> Materials provided
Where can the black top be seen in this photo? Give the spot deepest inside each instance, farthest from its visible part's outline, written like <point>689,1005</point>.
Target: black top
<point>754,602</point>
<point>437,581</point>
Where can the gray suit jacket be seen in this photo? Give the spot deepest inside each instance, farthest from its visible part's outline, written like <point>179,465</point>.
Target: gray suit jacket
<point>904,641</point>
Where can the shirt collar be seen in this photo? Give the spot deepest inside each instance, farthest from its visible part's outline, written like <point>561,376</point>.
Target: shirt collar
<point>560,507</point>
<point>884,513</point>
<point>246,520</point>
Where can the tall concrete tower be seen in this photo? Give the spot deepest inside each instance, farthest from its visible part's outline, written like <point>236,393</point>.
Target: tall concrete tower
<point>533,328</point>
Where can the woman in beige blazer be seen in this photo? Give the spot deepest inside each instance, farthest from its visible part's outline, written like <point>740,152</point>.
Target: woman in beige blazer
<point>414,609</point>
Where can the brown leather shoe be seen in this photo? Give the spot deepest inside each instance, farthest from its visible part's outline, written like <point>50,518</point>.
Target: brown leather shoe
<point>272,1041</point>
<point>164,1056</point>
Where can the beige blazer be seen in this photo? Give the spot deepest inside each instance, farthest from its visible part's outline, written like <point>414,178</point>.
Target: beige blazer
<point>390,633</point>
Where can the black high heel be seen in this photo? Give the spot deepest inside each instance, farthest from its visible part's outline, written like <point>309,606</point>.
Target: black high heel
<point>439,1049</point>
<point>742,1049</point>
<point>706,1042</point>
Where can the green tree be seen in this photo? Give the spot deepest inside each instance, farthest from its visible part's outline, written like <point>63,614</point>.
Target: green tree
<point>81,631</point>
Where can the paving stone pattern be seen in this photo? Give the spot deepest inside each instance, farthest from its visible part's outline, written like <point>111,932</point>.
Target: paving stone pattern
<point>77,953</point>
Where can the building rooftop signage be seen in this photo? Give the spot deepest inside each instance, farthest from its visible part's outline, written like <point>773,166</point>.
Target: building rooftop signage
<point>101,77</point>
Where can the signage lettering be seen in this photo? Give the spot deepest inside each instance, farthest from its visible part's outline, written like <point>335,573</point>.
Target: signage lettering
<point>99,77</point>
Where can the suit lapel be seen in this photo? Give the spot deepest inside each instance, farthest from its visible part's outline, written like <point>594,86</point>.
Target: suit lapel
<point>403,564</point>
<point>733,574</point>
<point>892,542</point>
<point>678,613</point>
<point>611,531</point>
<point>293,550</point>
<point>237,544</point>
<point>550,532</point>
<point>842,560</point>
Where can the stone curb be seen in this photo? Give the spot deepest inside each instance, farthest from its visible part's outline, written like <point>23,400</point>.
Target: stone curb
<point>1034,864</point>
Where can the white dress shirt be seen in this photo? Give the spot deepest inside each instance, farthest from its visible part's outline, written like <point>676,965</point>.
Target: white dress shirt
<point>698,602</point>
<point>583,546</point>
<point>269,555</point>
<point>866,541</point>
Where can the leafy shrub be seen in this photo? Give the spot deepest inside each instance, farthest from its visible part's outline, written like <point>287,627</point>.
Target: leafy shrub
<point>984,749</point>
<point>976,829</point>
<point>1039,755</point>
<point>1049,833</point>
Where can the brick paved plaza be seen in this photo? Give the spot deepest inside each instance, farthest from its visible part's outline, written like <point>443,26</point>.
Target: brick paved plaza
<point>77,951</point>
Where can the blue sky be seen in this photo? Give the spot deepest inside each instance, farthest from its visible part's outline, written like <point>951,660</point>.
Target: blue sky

> Work to be completed
Copy the material between the lines holding "Where can the stone" and "<point>1034,864</point>", inclusive, in full, lowering each coordinate in the answer points by 34 and leaving all other text unchanged.

> Answer to the task
Where can the stone curb be seen in this photo? Give the spot deepest inside each instance, farthest from its visible part's outline, written like <point>23,400</point>.
Target: stone curb
<point>1000,830</point>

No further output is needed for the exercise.